#### Exercise directions:
Locate every line in the entries below that contains the string "slope" and copy each of those lines. Case counts.

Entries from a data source
--

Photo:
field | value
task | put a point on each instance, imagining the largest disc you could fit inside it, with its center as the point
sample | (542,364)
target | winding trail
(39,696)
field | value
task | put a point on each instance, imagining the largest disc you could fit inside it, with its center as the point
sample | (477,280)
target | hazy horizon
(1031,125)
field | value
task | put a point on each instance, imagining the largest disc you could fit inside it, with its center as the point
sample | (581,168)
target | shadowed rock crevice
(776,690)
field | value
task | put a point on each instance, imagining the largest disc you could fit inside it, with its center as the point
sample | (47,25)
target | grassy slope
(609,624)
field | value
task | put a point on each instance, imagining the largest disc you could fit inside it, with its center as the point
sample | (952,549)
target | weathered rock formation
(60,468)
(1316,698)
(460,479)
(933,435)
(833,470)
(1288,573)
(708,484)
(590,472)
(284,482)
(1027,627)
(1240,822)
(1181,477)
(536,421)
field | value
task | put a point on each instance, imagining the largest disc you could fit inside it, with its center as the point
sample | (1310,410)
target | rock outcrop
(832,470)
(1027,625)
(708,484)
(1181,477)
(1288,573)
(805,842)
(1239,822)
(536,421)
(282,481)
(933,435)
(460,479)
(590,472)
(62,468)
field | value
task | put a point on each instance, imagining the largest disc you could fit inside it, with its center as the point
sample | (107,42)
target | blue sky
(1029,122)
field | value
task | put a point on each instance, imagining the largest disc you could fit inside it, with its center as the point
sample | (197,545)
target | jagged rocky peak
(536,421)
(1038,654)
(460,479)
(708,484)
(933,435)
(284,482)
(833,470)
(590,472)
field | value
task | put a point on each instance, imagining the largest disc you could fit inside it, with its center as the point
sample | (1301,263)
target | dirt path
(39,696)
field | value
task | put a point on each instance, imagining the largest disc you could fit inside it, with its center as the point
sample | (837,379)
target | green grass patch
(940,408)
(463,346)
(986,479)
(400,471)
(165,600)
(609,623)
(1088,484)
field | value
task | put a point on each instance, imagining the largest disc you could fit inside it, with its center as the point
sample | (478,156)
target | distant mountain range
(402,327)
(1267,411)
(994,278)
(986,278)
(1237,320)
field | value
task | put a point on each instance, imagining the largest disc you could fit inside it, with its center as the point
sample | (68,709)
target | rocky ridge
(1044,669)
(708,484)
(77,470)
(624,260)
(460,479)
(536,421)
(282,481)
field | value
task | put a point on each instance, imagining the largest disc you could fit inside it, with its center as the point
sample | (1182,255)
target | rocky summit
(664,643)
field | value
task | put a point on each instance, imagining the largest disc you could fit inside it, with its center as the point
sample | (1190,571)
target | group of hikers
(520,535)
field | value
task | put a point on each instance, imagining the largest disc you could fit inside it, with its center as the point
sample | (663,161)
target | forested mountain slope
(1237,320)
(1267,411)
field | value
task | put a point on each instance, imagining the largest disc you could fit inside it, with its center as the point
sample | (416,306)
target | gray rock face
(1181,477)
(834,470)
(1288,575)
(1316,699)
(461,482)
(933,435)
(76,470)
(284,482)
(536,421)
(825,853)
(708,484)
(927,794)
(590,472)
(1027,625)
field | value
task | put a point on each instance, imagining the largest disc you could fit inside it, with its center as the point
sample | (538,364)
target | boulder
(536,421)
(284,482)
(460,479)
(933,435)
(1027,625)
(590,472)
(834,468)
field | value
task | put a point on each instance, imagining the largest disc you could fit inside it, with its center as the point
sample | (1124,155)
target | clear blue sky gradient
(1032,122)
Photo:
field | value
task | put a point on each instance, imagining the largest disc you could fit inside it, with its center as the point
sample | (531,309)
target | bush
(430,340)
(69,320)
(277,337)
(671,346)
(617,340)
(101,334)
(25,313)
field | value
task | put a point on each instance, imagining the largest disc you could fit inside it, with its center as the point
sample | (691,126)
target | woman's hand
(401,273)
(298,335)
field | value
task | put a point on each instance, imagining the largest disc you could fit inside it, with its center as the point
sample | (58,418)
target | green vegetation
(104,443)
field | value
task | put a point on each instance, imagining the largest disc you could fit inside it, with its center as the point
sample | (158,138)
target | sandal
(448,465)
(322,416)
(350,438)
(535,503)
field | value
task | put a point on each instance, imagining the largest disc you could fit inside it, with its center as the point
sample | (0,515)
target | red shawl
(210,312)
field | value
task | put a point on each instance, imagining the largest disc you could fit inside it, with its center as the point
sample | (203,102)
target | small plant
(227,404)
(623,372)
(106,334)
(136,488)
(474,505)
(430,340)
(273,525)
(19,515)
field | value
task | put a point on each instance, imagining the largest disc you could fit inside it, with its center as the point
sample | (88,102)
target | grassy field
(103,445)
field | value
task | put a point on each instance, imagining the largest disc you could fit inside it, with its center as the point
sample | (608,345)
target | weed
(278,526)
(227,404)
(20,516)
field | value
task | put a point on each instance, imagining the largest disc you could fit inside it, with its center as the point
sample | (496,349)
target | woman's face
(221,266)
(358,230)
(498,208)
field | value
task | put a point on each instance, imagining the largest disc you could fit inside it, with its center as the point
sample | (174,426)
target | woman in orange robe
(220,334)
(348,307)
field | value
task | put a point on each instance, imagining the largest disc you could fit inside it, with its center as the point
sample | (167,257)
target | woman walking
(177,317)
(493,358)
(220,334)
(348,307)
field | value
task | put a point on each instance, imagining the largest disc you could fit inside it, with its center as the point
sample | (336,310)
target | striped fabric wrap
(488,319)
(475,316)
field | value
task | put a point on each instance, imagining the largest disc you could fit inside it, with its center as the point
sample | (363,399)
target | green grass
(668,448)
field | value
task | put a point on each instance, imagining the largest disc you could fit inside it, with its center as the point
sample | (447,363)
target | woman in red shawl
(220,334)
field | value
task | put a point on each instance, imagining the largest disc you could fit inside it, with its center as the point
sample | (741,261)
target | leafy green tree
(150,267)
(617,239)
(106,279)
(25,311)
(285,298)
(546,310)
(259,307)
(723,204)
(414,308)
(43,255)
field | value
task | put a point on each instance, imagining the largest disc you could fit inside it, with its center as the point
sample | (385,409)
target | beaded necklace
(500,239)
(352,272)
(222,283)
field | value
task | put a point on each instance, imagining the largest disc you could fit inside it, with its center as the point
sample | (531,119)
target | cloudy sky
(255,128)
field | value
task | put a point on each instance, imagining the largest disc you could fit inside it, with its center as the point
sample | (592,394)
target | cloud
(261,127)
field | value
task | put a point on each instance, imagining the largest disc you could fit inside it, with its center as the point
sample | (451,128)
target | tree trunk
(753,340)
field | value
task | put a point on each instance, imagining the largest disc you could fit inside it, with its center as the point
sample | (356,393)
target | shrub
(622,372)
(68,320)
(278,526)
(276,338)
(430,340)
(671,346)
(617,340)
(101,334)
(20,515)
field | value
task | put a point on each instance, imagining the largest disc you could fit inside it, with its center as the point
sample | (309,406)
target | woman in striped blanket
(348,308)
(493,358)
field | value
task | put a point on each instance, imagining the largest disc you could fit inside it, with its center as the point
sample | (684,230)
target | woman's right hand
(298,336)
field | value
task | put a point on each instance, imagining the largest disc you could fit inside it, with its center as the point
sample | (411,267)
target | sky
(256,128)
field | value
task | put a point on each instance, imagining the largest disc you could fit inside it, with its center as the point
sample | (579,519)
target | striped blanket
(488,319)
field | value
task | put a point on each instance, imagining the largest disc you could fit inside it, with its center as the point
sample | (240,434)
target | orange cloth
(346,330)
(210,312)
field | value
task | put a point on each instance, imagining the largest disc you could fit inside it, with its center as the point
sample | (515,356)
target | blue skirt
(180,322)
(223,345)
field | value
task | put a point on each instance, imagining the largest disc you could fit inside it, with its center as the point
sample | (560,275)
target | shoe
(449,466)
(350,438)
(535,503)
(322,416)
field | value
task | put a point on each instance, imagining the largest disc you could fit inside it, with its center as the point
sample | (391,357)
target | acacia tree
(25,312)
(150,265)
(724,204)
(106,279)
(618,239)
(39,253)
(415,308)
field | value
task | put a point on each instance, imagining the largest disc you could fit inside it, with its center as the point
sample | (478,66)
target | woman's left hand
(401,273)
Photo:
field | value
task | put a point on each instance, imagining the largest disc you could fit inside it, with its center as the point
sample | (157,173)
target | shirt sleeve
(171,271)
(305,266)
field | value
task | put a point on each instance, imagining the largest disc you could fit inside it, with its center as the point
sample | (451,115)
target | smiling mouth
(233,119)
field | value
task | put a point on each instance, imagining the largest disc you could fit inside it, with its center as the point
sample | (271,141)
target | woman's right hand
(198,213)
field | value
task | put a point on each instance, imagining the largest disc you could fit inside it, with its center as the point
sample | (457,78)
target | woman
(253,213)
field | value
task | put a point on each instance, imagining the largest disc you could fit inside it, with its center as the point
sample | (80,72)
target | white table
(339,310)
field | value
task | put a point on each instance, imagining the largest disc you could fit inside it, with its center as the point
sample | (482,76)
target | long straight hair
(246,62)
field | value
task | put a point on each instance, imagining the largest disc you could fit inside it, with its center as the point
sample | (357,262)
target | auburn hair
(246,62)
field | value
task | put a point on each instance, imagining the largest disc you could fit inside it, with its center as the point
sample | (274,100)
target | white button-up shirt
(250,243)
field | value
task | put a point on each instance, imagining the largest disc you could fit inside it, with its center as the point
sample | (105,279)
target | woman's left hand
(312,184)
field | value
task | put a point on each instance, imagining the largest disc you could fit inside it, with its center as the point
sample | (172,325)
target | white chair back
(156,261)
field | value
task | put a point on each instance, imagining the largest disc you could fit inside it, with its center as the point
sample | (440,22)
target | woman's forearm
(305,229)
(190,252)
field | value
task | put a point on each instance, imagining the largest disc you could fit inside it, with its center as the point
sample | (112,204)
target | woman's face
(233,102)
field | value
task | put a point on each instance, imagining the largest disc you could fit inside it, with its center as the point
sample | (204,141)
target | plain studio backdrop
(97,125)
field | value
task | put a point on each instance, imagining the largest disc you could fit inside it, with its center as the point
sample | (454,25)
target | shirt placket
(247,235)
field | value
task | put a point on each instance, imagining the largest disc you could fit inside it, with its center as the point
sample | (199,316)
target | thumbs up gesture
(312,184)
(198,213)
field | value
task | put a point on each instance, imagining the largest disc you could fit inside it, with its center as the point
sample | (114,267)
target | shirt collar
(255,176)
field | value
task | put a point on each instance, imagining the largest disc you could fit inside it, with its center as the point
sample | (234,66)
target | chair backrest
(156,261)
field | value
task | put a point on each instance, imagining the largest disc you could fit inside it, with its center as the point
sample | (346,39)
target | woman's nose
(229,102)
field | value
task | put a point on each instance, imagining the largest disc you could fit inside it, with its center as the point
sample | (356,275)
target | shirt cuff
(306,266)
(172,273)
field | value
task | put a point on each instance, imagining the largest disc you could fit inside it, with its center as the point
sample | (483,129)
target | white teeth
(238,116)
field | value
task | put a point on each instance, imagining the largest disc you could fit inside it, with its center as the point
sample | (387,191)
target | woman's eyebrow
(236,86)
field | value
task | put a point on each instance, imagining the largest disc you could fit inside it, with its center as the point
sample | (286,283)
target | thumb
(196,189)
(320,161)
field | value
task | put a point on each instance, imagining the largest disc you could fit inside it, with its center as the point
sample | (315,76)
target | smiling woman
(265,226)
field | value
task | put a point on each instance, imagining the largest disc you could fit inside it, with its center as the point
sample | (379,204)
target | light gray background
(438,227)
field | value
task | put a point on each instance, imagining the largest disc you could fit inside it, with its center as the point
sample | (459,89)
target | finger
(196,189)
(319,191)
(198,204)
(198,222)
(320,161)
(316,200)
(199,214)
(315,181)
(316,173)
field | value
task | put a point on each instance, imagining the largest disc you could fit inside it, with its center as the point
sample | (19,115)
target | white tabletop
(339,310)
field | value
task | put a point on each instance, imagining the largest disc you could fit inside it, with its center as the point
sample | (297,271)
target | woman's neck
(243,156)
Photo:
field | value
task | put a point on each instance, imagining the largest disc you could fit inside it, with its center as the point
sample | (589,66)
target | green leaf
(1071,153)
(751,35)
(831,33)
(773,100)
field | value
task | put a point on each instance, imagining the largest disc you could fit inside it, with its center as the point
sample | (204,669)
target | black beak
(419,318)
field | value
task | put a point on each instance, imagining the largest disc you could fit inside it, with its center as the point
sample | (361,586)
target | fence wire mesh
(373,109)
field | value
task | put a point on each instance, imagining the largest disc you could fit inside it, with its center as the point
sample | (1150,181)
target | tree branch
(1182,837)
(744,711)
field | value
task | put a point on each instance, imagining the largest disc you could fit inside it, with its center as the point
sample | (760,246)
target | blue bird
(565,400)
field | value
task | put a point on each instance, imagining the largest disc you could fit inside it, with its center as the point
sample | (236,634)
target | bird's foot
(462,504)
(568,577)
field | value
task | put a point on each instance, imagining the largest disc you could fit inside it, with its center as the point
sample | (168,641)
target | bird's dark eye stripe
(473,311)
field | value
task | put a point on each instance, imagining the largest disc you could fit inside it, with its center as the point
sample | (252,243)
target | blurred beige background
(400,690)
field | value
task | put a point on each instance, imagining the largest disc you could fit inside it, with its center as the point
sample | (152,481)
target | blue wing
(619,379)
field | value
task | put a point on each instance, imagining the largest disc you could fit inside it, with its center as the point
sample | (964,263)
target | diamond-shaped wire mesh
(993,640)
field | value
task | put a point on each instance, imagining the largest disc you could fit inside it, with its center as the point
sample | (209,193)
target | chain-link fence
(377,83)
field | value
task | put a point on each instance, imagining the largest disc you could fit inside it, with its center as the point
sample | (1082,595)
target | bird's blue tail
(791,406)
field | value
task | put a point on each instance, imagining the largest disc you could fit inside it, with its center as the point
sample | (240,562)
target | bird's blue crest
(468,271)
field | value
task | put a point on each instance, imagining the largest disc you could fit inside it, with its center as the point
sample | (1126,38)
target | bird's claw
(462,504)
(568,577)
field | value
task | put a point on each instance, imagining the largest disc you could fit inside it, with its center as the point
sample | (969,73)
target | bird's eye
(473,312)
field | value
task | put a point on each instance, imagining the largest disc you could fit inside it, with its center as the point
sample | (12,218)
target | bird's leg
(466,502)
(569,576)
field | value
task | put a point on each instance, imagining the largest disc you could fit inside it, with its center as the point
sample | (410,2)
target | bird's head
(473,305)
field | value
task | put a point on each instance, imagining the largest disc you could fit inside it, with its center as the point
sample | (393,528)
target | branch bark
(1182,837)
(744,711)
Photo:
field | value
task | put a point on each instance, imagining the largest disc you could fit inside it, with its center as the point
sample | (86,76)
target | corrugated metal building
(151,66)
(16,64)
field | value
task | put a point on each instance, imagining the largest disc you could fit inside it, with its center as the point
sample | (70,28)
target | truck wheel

--

#### Task answer:
target | grassy slope
target | forested mountain slope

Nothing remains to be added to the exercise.